- The problem:
Edit the lines from the start of the items up to and including the line with "positive clicks: (424, 340)", replacing "positive clicks" with "positive points" and leaving everything else unchanged.

- Data to use:
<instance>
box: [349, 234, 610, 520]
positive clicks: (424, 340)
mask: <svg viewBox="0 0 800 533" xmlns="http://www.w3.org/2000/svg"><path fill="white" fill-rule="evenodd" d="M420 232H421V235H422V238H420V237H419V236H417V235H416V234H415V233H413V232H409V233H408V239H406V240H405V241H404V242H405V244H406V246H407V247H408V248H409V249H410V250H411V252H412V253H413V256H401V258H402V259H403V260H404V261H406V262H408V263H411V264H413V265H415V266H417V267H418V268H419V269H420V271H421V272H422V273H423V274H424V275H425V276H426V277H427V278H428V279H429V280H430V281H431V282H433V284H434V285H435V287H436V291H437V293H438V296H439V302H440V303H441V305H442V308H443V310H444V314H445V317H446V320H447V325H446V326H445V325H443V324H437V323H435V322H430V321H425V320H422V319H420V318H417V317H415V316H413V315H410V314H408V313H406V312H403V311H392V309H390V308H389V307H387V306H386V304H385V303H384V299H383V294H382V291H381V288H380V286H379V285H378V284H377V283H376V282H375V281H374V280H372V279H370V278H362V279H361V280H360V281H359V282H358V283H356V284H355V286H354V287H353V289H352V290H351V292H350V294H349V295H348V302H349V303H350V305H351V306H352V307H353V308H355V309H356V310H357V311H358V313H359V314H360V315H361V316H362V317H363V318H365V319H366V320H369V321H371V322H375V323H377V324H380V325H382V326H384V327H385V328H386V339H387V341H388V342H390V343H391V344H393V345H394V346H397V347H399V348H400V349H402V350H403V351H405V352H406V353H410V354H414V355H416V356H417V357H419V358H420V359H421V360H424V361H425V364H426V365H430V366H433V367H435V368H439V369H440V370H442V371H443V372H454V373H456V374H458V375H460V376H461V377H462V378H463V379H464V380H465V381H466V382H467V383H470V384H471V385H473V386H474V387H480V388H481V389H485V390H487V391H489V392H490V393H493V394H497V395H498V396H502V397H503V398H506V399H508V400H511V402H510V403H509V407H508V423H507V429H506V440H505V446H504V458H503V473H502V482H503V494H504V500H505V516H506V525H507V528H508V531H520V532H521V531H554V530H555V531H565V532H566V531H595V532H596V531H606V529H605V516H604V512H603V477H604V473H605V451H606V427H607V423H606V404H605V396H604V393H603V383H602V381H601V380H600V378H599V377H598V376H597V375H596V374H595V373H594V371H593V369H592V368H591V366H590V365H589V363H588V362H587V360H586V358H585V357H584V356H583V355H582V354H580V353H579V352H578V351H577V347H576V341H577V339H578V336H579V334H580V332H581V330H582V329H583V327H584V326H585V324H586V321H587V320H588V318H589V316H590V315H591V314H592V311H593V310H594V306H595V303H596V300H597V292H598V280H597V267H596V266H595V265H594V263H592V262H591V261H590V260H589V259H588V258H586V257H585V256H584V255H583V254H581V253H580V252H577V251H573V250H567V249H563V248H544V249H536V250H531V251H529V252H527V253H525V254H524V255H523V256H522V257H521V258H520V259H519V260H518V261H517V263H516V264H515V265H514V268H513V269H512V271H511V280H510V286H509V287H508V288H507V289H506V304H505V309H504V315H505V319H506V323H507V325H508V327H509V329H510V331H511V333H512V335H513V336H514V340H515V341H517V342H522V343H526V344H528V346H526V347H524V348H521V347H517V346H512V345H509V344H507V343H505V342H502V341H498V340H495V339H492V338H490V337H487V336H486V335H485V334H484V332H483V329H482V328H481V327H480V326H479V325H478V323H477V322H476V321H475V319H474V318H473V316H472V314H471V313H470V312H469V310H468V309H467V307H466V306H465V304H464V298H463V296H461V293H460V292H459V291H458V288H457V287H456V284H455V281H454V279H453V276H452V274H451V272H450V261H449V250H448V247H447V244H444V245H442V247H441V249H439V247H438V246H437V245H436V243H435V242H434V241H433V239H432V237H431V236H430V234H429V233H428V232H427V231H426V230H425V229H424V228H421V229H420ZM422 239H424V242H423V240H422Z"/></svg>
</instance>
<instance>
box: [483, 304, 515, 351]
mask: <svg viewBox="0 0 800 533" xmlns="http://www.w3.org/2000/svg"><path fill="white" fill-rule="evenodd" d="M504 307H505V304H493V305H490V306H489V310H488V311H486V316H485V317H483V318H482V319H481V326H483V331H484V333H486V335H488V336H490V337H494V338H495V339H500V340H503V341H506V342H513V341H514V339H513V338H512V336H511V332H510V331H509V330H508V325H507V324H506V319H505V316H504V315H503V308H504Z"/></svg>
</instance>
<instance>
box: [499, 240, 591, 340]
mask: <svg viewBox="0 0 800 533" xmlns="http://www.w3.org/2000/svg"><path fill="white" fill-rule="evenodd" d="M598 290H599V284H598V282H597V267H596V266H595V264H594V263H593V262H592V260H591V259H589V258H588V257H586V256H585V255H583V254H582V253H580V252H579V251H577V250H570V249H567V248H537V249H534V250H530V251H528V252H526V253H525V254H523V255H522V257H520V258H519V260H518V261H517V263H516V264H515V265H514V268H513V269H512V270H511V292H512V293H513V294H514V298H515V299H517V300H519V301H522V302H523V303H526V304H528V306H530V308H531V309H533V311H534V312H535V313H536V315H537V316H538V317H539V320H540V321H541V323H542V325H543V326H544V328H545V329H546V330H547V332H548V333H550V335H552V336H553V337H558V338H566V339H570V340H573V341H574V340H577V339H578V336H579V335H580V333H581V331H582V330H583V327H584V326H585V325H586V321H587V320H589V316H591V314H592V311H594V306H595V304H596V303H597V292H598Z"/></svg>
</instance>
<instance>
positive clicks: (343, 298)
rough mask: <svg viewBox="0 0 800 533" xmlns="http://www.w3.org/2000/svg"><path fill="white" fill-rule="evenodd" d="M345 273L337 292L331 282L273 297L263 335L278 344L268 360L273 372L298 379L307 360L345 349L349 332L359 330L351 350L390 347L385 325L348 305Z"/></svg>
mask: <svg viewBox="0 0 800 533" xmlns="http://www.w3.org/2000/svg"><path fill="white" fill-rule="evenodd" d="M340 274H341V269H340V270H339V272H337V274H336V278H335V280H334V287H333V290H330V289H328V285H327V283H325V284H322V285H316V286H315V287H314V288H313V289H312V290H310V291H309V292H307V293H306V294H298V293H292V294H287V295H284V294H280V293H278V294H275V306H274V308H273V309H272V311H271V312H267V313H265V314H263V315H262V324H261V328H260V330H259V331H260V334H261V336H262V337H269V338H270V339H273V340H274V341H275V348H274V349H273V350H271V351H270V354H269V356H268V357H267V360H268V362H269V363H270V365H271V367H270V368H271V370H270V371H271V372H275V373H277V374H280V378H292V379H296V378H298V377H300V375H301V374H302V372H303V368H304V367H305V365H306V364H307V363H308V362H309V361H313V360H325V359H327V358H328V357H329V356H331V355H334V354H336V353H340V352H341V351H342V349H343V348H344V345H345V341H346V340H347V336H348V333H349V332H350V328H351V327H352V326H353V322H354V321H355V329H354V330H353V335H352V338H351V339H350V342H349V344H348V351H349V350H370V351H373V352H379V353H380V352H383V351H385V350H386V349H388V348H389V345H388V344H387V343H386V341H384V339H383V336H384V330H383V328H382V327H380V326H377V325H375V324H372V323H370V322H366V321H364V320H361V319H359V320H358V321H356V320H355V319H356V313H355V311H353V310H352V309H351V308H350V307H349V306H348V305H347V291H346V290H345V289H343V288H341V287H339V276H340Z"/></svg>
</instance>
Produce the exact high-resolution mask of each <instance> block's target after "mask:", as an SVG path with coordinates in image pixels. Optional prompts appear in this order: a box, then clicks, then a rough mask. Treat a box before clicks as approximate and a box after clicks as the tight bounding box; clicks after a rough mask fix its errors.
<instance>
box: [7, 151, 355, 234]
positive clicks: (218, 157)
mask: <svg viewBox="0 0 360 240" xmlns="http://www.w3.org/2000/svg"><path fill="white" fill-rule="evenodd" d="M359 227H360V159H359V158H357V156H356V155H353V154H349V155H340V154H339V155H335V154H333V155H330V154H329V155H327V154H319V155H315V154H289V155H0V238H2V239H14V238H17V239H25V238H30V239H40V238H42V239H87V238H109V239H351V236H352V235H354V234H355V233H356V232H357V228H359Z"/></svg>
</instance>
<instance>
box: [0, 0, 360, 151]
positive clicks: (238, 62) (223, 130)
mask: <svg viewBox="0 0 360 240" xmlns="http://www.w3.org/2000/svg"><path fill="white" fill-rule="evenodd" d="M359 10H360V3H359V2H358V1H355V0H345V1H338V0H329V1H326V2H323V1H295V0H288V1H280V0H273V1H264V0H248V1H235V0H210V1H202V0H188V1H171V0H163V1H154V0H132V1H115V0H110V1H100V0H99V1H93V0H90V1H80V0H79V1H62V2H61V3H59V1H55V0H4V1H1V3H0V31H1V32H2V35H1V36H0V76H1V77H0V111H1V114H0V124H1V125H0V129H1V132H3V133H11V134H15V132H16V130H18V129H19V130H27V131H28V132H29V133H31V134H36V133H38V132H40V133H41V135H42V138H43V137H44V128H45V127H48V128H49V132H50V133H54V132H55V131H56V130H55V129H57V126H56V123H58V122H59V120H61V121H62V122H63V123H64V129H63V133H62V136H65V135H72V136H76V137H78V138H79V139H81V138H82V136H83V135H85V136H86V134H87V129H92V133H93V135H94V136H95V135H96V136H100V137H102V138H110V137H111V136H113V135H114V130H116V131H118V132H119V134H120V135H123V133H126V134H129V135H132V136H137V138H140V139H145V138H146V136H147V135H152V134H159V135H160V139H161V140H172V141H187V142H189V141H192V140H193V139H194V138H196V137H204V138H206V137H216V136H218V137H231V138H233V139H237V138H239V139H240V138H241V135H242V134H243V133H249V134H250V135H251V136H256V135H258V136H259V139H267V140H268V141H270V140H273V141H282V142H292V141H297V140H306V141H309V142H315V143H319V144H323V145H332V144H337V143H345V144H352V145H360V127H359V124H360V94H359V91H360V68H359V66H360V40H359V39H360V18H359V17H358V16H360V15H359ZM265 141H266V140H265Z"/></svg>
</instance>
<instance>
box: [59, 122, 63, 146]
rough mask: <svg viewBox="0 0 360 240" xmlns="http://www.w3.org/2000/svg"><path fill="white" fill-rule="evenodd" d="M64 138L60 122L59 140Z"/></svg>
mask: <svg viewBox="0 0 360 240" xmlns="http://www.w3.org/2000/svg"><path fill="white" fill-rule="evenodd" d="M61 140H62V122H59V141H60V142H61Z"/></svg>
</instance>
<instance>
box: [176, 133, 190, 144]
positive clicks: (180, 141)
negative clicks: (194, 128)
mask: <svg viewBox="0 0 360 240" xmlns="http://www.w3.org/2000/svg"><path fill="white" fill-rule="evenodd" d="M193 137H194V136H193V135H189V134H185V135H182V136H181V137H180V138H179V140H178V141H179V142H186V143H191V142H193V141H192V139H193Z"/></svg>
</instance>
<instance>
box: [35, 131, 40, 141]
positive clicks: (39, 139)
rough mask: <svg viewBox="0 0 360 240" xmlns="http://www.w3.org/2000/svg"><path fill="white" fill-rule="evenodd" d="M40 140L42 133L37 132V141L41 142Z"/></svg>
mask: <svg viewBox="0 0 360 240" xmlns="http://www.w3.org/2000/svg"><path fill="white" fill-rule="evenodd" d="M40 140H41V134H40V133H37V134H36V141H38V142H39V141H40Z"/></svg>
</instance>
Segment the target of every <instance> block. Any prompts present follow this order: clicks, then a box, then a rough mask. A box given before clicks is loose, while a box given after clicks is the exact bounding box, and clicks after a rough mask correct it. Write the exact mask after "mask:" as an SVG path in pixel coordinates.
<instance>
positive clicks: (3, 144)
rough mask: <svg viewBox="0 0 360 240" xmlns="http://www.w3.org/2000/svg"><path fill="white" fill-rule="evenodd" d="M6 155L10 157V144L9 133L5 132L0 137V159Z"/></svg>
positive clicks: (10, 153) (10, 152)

- Response:
<instance>
box: [349, 234, 610, 520]
positive points: (424, 340)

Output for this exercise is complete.